Task requirements:
Pictures aside, return every line below exactly as written.

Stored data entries

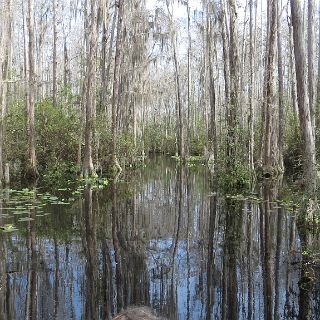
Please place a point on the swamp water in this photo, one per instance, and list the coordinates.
(164, 239)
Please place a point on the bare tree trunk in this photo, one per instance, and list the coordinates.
(308, 143)
(32, 171)
(116, 81)
(104, 74)
(233, 121)
(225, 55)
(270, 156)
(310, 63)
(281, 93)
(88, 167)
(318, 81)
(4, 53)
(54, 58)
(251, 92)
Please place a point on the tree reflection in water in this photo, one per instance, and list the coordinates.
(167, 239)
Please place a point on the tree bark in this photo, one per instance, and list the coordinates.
(281, 91)
(116, 82)
(311, 63)
(270, 146)
(308, 143)
(233, 120)
(4, 49)
(54, 58)
(88, 167)
(32, 171)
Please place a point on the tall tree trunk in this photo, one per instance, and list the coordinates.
(251, 91)
(233, 118)
(311, 63)
(4, 53)
(116, 82)
(104, 75)
(88, 167)
(54, 58)
(270, 146)
(281, 93)
(318, 81)
(308, 143)
(32, 171)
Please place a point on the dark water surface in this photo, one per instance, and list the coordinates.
(163, 239)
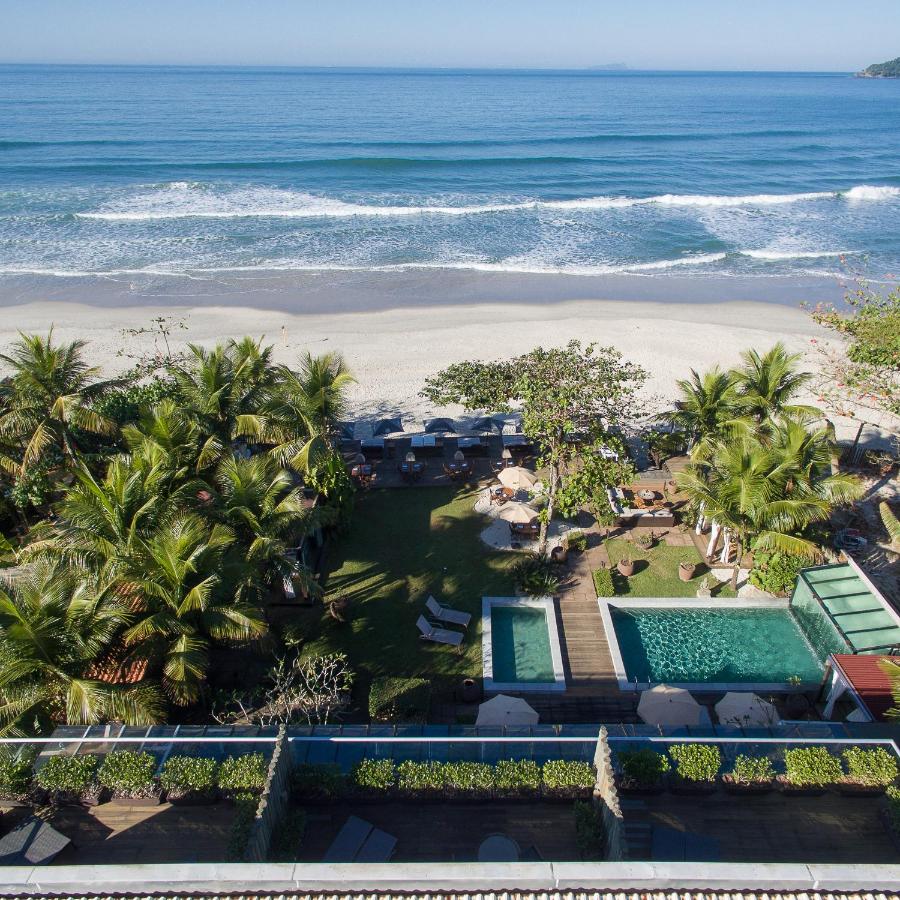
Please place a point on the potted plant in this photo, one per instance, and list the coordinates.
(869, 771)
(189, 780)
(70, 781)
(567, 779)
(750, 775)
(810, 770)
(129, 775)
(696, 768)
(642, 771)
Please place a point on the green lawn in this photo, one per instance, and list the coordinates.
(656, 571)
(403, 546)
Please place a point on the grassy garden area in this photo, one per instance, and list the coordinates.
(656, 571)
(403, 546)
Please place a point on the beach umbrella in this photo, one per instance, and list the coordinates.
(517, 513)
(517, 478)
(505, 710)
(432, 426)
(387, 426)
(667, 705)
(749, 710)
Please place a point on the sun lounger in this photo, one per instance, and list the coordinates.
(445, 614)
(439, 635)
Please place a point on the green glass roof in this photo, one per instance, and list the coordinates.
(860, 613)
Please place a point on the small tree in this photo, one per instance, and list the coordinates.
(573, 400)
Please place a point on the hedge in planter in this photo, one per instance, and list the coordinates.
(696, 763)
(242, 774)
(812, 767)
(189, 778)
(872, 768)
(400, 699)
(130, 774)
(568, 778)
(68, 778)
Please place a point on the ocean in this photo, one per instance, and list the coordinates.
(162, 174)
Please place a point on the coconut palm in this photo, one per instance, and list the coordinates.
(181, 584)
(51, 399)
(768, 385)
(53, 629)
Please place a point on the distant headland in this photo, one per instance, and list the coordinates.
(890, 69)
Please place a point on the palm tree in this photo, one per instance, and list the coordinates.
(51, 400)
(768, 385)
(53, 629)
(182, 586)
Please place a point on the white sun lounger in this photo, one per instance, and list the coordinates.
(446, 614)
(439, 635)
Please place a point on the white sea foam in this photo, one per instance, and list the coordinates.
(182, 200)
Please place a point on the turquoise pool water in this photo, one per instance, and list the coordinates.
(520, 645)
(713, 645)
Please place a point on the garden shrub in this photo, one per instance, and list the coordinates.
(568, 778)
(752, 770)
(469, 779)
(517, 778)
(643, 768)
(183, 775)
(400, 699)
(420, 777)
(590, 835)
(15, 776)
(310, 782)
(128, 773)
(871, 767)
(812, 766)
(603, 583)
(243, 774)
(67, 774)
(696, 762)
(378, 775)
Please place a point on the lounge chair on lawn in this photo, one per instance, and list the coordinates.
(446, 614)
(439, 635)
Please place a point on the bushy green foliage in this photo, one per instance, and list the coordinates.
(244, 773)
(643, 768)
(378, 775)
(517, 777)
(870, 766)
(696, 762)
(128, 773)
(67, 774)
(776, 572)
(603, 583)
(400, 699)
(590, 835)
(752, 770)
(15, 775)
(812, 766)
(188, 774)
(568, 777)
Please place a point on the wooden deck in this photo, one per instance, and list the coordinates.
(450, 832)
(118, 833)
(771, 827)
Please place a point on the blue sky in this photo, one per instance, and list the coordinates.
(830, 35)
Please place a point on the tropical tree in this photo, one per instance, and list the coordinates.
(53, 630)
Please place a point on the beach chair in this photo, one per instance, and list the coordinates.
(446, 614)
(427, 632)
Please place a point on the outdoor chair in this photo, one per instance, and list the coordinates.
(446, 614)
(427, 632)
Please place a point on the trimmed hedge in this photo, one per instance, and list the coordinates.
(400, 699)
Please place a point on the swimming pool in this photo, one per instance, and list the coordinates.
(520, 644)
(727, 645)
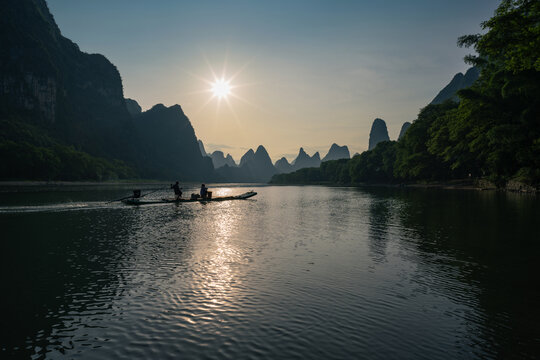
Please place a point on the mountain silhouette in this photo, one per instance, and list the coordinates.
(458, 82)
(378, 133)
(283, 166)
(54, 96)
(219, 159)
(404, 128)
(337, 152)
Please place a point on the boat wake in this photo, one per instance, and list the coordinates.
(96, 205)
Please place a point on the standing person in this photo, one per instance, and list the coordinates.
(177, 190)
(204, 190)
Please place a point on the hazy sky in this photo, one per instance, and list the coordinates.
(308, 73)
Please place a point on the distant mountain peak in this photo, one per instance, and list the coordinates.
(201, 147)
(133, 107)
(404, 129)
(458, 82)
(337, 152)
(378, 133)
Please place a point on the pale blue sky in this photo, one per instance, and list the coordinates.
(311, 72)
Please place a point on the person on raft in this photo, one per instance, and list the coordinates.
(204, 191)
(177, 190)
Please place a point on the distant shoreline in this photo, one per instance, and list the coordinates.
(477, 185)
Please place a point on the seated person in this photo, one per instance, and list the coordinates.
(204, 191)
(177, 190)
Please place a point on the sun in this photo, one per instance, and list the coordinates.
(221, 88)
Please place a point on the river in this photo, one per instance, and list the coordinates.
(307, 272)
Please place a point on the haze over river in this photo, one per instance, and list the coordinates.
(295, 272)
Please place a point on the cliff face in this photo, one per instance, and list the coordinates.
(283, 166)
(337, 152)
(458, 82)
(219, 159)
(378, 133)
(303, 160)
(170, 145)
(255, 166)
(133, 107)
(47, 81)
(406, 125)
(65, 96)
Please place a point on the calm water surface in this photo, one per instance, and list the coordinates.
(296, 272)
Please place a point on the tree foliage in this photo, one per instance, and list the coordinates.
(493, 132)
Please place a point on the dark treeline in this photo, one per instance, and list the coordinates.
(27, 153)
(492, 133)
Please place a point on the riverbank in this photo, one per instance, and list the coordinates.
(461, 184)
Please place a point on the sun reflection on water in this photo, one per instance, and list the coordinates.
(218, 286)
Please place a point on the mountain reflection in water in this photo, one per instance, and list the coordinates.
(296, 272)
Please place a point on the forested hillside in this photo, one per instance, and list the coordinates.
(492, 133)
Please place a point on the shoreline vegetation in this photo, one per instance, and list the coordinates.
(458, 184)
(491, 135)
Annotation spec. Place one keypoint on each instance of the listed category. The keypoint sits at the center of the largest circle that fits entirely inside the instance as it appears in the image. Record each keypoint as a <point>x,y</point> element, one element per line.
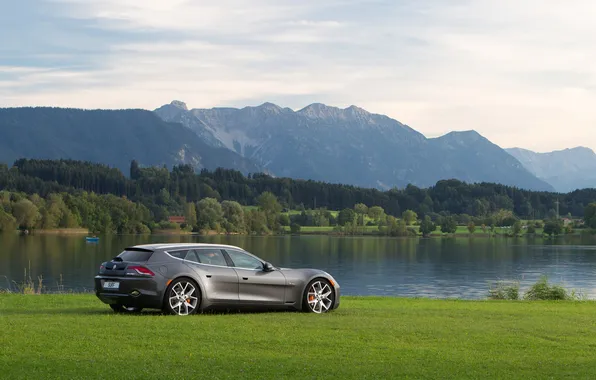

Response box:
Please place a point on the swamp water in this photo, one per instance, and list the coordinates.
(164, 239)
Please place a point on the bare tree trunk in this photo, one per instance, and list the coordinates.
(308, 143)
(32, 171)
(116, 81)
(104, 74)
(233, 121)
(225, 55)
(270, 156)
(310, 63)
(281, 93)
(88, 167)
(318, 81)
(4, 53)
(54, 58)
(251, 92)
Please place a point on the tree reflection in water in this photo, one per instance, and list the coordinates.
(167, 239)
Please place a point on the tree bark in this photo, one per instance, and list the coordinates.
(281, 91)
(116, 82)
(311, 63)
(270, 146)
(308, 143)
(233, 120)
(4, 49)
(54, 58)
(88, 167)
(32, 171)
Please place a point on the tall tree trunk in this photo, one per instance, and list the coordinates.
(251, 91)
(233, 118)
(311, 63)
(4, 53)
(116, 82)
(104, 75)
(88, 167)
(54, 58)
(270, 146)
(281, 93)
(318, 81)
(308, 143)
(32, 171)
Please place a point on the dark water surface in this photo, one per instance, and list the coordinates.
(163, 239)
Please place a point on the potted plant in this photo, one per instance, and list the coordinates.
(869, 771)
(189, 780)
(70, 781)
(567, 779)
(750, 775)
(810, 770)
(129, 775)
(696, 768)
(642, 771)
Please place a point on the green lawn in this photo, one per instance, and list the coordinates.
(656, 571)
(403, 546)
Please place a point on the grassy garden area in this photo, one per instance, and list the coordinates.
(656, 571)
(403, 546)
Please place a point on the beach umbrella in this photo, one per instance, and list the coordinates.
(517, 513)
(517, 478)
(505, 710)
(432, 426)
(387, 426)
(667, 705)
(749, 710)
Please place a point on the sun lounger in this photo, one per instance, and list the coordinates.
(445, 614)
(439, 635)
Please place a point on the green glass roof in this photo, one per instance, and list the coordinates.
(860, 613)
Please place a point on the small tree in this photo, one per instance, and list the coordinates.
(573, 400)
Please place a point on the hedge in planter in this photo, one per instance, and list the coordinates.
(696, 763)
(242, 774)
(812, 767)
(189, 778)
(872, 768)
(400, 699)
(130, 774)
(568, 778)
(68, 778)
Please place a point on the ocean in this photo, one per instance, and list the coordinates.
(162, 174)
Please place a point on the coconut palm in this photo, one per instance, and list the coordinates.
(181, 584)
(51, 399)
(768, 385)
(53, 629)
Please place a point on the distant headland in this photo, one per instance, and list the coordinates.
(890, 69)
Please place a point on the palm tree in this photo, one per instance, and list the coordinates.
(51, 400)
(768, 385)
(53, 629)
(182, 586)
Please place a point on the white sun lounger in this photo, one per instance, and list the coordinates.
(446, 614)
(439, 635)
Please place a point on the white sea foam in this photo, one per instance, and list the coordinates.
(182, 200)
Please place a point on the turquoise pool water in this photo, one per instance, and list the coordinates.
(520, 645)
(713, 645)
Please place a point on the garden shrub in this photo, one per instance, and list the coordinates.
(568, 778)
(752, 770)
(469, 779)
(517, 778)
(643, 768)
(183, 775)
(400, 699)
(420, 777)
(590, 835)
(15, 776)
(310, 782)
(128, 773)
(871, 767)
(812, 766)
(603, 583)
(243, 774)
(67, 774)
(696, 762)
(378, 775)
Please place a point on the lounge chair on lawn in this photo, one per instance, and list the coordinates.
(446, 614)
(439, 635)
Please place a point on the bushy green foliage in this photo, one per instance, and list the coordinates.
(244, 773)
(643, 768)
(378, 775)
(517, 777)
(870, 766)
(696, 762)
(128, 773)
(67, 774)
(776, 572)
(603, 583)
(400, 699)
(590, 835)
(752, 770)
(15, 775)
(812, 766)
(188, 774)
(568, 777)
Please place a point on the wooden deck in this photo, one per instance, and list the coordinates.
(450, 832)
(118, 833)
(771, 827)
Please place a point on the blue sky in this photo, one per instance, and list the coordinates.
(830, 35)
Please place a point on the tropical tree in this photo, one per instance, and list the coordinates.
(53, 630)
Please place a point on the beach chair in this photo, one per instance, and list the coordinates.
(446, 614)
(427, 632)
Please place a point on the outdoor chair in this photo, one per instance, and list the coordinates.
(446, 614)
(427, 632)
Please place a point on the trimmed hedge in this photo, one per instance, and list the coordinates.
(400, 699)
Please place a point on the swimming pool in this photo, one per instance, and list the coordinates.
(520, 644)
(727, 645)
Please place a point on the mountain silhouette in this photo, one per instance, and list the coordinates.
(458, 82)
(378, 133)
(283, 166)
(54, 96)
(219, 159)
(404, 128)
(337, 152)
Please place a point on the boat wake in this photo, one per instance, and list the coordinates.
(96, 205)
Please place a point on the standing person in this photo, one per instance, and list the coordinates.
(177, 190)
(204, 190)
Please place a point on the hazy sky in this photo, one per instance, and list the coordinates.
(308, 73)
Please place a point on the distant mountain peak in this photo, one per instance, and list the coordinates.
(201, 147)
(133, 107)
(404, 129)
(458, 82)
(337, 152)
(378, 133)
Please place a point on the pale blue sky in this photo, one per instance, and list the coordinates.
(311, 72)
Please place a point on the person on raft in this photo, one per instance, and list the coordinates.
(204, 191)
(177, 190)
Please place a point on the distant shoreline in this photo, one per instance, and list the coordinates.
(477, 185)
Please place a point on the seated person in this photo, one per instance, and list the coordinates.
(204, 191)
(177, 190)
Please place a point on the sun in this photo, one per instance, and list the coordinates.
(221, 88)
Please place a point on the river in this photo, one per instance, and list the coordinates.
(307, 272)
Please place a point on the haze over river in this photo, one per instance, and list the coordinates.
(295, 272)
Please place a point on the cliff face in this photo, one per instance, and list the coordinates.
(283, 166)
(337, 152)
(458, 82)
(219, 159)
(378, 133)
(303, 160)
(170, 145)
(255, 166)
(133, 107)
(47, 81)
(406, 125)
(65, 96)
Please place a point on the calm water surface in this photo, one per instance, and list the coordinates.
(296, 272)
Please place a point on the tree foliage in this photo, one per instance, and list the coordinates.
(493, 132)
Please place a point on the dark treeline in this photo, one per instance, and list the coordinates.
(27, 153)
(492, 133)
Please place a point on the riverbank in this photo, one per instance, and list the coordinates.
(461, 184)
Please place a point on the sun reflection on water in this photo, one per instance, and list the coordinates.
(218, 286)
Please place a point on the mountain reflection in water in this photo, one per instance, and list the coordinates.
(296, 272)
Please place a point on the forested hillside in this photo, one per instance, and list the coordinates.
(492, 133)
Please place a point on the shoreline vegetation in this photo, one per instance, and list the coordinates.
(458, 184)
(491, 135)
Annotation spec. Place one keypoint on each instance of the listed category. The keypoint sits at the center of the largest circle that fits entirely inside the instance as it appears in the image. Record each keypoint as a <point>x,y</point> element, one element per line.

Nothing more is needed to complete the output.